> CONSIGNE DONNÉE A: D'après le texte sur la tribu des Nakan, comment les naissances mâles étaient-elles considérées ?
> CONSIGNE DONNÉE B: Extrayez du texte sur la tribu des Nakan le passage qui va de « Un jour, alors » jusqu'à « une autre  occasion de couler... » inclus, sans aucune modification.

Le Tordu et le Droit

Le Tordu et le Droit

Une Peine Coupable

 

 

Dans son apologue de l'Ile abandonnée, Kant raconte que bien avant que la Grande île Australe et les autres ne soient conquises par les anglais, il se trouva sur l'une d'elles une tribu, les Nakan.

 

Cette tribu était composée en grande majorité de femmes si bien que les naissances mâles étaient vues comme de véritables bénédictions fêtées comme ils pensaient le devoir avec des offrandes et plusieurs jours de jeûne.

 

Il faut dire que cette terre n'était pas cernée que par les flots; les menaces ennemies des îles alentours aboutissaient environ une fois par mois à une bataille aussi féroce que meurtrière...

 

Par chance, les Nakans limitaient les dégâts ainsi dotés d'un sens aigû de la stratégie guerrière que les aléas de la génétique avaient rendus nécessaires.

 

Un jour, alors que la trêve avec les ennemis du nord durait  faisant donc résonner ses ondes pacifiques dans les têtes et les coeurs nakans , un fait divers donna au sang une autre  occasion de couler...

> ENREGISTREMENTS:
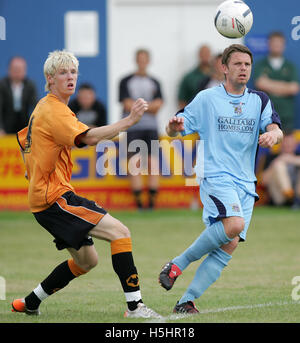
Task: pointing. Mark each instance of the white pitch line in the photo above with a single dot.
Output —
(223, 309)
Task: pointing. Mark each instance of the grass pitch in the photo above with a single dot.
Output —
(256, 287)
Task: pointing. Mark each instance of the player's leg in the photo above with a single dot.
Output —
(81, 262)
(69, 220)
(210, 269)
(112, 230)
(224, 203)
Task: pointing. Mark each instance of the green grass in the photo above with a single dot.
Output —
(255, 287)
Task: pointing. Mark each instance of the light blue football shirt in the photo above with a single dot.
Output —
(229, 126)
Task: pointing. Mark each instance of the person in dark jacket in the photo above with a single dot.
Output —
(18, 97)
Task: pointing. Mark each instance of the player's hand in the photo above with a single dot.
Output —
(268, 139)
(176, 124)
(137, 110)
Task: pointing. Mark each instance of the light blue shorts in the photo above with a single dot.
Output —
(224, 196)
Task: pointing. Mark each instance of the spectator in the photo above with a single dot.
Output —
(18, 97)
(189, 85)
(278, 77)
(87, 108)
(136, 85)
(281, 176)
(216, 75)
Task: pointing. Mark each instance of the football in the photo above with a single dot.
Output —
(233, 19)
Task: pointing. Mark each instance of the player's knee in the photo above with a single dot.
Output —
(234, 226)
(90, 263)
(120, 231)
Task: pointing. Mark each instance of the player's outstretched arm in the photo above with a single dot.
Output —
(273, 136)
(175, 125)
(94, 135)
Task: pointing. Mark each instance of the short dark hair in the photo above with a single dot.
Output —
(235, 48)
(142, 51)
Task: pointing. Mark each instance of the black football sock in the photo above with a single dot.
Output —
(123, 264)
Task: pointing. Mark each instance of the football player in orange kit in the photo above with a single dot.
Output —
(46, 144)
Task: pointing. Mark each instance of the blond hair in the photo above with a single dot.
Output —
(57, 59)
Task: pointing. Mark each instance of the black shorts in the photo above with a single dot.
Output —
(70, 219)
(145, 135)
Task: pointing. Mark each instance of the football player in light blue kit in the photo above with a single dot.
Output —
(228, 119)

> RÉPONSE COMPLÈTE A: Elles étaient vues comme de véritables bénédictions, fêtées avec des offrandes et plusieurs jours de jeûne.

> RÉPONSE COMPLÈTE B:
Un jour, alors que la trêve avec les ennemis du nord durait  faisant donc résonner ses ondes pacifiques dans les têtes et les coeurs nakans , un fait divers donna au sang une autre  occasion de couler...